begin Extracted material
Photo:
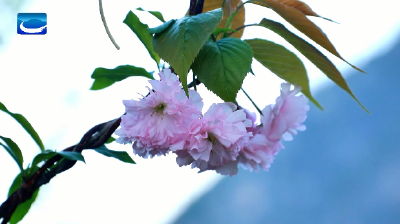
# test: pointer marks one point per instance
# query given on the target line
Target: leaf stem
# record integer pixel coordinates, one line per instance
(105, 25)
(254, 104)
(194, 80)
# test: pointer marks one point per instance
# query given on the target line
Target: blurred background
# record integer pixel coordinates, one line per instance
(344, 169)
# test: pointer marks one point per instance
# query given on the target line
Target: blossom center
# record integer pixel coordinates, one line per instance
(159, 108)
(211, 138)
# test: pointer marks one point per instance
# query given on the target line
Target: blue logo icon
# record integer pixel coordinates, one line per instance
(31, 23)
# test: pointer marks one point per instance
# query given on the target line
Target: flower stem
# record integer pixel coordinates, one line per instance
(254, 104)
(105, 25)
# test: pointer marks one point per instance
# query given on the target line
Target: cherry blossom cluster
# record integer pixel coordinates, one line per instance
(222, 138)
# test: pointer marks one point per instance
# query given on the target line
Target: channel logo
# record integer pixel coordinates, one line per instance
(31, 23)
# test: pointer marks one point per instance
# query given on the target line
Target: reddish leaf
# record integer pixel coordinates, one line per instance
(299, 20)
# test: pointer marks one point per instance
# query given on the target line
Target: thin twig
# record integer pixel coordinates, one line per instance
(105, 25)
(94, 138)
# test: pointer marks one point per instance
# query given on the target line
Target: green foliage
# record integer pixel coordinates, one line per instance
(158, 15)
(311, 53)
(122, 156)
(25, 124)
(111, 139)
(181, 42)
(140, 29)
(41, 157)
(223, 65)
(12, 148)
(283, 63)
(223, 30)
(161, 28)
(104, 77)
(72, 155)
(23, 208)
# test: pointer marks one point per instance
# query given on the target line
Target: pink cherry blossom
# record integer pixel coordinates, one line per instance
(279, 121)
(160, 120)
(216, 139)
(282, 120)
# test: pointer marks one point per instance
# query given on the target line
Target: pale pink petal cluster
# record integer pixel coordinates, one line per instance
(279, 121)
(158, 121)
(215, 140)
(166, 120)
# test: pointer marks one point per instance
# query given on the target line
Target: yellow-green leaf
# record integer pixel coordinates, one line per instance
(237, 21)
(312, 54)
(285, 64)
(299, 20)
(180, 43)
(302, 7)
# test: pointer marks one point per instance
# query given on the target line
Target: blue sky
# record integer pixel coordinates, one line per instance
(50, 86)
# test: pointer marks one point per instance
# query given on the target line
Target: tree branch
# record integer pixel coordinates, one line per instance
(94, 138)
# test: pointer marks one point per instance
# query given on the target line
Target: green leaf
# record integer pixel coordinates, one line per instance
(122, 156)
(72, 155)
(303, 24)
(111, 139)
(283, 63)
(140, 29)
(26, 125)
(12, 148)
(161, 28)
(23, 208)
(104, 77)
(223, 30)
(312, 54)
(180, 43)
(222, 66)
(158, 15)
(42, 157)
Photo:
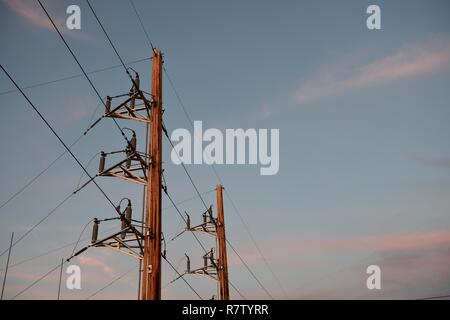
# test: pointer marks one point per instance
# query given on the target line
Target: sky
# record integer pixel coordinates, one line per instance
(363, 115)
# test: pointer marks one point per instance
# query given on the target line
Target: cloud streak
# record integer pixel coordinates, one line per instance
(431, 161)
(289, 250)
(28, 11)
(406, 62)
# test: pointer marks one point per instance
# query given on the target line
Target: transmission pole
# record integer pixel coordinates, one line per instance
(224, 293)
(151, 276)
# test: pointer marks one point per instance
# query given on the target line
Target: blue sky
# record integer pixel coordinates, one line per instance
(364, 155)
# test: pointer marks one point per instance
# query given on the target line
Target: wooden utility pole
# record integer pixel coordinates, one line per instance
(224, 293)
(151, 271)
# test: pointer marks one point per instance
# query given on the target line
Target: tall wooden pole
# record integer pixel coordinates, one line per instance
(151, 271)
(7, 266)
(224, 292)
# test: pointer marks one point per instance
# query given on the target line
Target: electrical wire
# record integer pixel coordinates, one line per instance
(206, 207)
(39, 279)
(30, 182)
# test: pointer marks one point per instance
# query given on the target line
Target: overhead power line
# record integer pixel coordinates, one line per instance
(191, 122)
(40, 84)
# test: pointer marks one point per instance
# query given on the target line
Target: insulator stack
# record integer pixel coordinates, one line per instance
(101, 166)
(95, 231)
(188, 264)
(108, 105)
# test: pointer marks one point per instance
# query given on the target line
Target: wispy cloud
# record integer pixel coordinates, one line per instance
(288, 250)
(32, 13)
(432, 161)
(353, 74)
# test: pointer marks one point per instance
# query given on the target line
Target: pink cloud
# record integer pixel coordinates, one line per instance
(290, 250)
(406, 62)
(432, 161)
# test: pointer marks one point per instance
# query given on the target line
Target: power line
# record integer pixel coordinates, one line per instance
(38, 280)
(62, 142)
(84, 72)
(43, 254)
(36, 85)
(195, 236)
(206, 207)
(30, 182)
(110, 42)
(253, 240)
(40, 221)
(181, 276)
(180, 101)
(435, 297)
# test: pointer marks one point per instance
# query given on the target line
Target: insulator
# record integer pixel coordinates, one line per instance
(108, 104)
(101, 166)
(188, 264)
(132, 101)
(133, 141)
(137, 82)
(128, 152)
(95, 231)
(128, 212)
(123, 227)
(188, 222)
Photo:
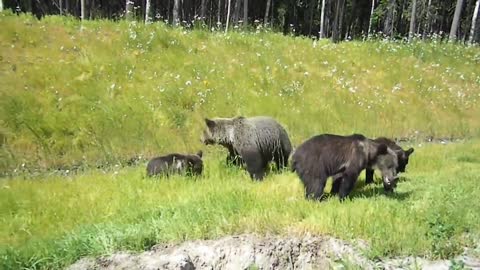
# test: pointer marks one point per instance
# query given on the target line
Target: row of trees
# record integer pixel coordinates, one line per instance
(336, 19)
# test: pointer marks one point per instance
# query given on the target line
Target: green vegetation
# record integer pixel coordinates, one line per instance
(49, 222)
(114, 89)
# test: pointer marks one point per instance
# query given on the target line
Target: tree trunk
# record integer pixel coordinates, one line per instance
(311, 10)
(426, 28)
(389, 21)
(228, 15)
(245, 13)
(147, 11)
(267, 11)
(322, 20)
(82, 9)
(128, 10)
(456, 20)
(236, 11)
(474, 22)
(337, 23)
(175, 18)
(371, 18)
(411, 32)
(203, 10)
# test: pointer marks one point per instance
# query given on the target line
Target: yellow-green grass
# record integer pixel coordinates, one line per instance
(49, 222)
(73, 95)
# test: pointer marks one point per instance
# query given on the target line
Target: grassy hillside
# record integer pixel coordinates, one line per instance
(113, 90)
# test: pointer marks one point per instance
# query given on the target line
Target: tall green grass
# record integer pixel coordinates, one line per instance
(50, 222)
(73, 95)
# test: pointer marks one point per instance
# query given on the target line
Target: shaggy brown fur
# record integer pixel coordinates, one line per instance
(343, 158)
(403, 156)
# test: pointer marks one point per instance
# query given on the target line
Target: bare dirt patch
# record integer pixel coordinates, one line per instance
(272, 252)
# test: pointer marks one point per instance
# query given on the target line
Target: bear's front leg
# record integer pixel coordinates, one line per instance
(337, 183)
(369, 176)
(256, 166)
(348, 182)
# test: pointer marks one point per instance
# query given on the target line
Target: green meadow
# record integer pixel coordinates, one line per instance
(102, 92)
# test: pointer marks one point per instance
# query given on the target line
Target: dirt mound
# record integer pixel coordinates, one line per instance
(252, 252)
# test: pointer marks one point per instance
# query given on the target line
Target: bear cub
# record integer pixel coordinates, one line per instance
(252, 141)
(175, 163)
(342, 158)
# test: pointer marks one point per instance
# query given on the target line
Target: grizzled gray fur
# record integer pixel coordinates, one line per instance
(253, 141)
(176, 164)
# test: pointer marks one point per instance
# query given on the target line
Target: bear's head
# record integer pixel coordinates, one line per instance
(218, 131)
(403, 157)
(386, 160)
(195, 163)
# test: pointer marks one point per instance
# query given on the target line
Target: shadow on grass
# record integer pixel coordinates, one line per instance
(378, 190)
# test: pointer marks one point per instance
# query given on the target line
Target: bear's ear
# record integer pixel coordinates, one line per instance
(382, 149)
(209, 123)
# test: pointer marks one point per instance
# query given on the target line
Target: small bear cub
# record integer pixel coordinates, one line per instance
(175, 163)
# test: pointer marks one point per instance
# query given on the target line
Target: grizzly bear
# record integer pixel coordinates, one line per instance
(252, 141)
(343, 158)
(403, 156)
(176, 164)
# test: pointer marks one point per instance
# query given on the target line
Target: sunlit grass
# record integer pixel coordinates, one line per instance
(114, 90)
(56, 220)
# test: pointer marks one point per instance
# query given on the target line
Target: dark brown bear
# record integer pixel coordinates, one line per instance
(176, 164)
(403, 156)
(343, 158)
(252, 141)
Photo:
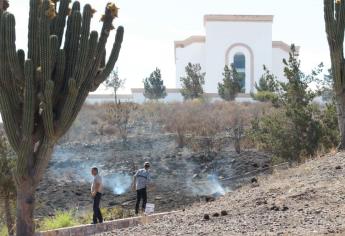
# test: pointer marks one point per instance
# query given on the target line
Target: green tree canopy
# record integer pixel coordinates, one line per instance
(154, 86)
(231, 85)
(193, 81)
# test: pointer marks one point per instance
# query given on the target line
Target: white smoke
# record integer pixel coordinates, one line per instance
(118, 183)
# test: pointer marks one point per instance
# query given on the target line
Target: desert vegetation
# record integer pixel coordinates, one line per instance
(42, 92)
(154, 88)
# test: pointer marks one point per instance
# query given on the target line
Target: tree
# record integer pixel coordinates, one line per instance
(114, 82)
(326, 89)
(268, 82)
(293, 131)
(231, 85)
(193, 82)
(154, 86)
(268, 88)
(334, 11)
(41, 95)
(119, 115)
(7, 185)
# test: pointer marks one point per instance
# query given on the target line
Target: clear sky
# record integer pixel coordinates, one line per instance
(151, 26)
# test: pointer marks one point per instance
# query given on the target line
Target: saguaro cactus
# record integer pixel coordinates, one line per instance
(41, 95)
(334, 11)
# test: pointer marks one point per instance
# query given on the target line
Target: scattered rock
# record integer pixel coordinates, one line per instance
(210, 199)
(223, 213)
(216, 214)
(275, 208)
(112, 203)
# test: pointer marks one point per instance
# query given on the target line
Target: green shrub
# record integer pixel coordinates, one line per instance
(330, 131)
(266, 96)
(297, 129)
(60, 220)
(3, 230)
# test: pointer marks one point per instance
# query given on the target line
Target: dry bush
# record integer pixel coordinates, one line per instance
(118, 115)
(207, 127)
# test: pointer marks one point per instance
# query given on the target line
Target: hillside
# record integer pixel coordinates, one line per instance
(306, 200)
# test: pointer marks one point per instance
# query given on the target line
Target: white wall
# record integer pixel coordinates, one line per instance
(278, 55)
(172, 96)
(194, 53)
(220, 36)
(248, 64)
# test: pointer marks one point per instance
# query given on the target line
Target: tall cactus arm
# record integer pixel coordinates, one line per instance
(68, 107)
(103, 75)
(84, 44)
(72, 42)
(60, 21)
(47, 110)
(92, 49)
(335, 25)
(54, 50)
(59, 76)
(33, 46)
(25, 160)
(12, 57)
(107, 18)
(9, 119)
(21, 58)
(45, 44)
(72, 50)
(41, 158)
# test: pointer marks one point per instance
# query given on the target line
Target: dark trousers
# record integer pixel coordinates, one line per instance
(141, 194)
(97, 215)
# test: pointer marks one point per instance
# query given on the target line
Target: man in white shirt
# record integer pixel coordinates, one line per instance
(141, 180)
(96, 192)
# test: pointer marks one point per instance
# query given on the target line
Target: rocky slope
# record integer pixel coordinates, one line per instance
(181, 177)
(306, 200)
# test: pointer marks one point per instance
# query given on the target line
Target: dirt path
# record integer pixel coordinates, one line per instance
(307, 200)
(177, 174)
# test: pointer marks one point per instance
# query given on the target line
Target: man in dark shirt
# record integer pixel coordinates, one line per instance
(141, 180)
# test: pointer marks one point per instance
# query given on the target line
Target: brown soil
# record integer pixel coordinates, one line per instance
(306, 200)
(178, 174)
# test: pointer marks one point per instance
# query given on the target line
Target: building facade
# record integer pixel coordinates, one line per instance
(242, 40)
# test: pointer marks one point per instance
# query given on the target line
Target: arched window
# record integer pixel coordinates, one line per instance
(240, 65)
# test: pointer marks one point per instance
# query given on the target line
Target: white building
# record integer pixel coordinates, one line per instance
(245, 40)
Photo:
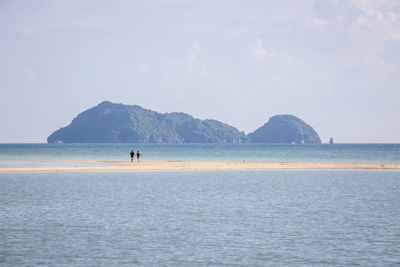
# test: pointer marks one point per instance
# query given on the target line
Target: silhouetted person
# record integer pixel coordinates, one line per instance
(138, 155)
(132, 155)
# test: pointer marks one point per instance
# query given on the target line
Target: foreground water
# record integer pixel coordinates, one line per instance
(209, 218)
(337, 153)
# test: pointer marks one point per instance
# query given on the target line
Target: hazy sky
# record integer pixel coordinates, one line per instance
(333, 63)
end Extracted material
**Work instructions**
From the lines above, pull out every line that contains the word "cactus".

**Output of the task**
Target: saguaro cactus
Target: tall cactus arm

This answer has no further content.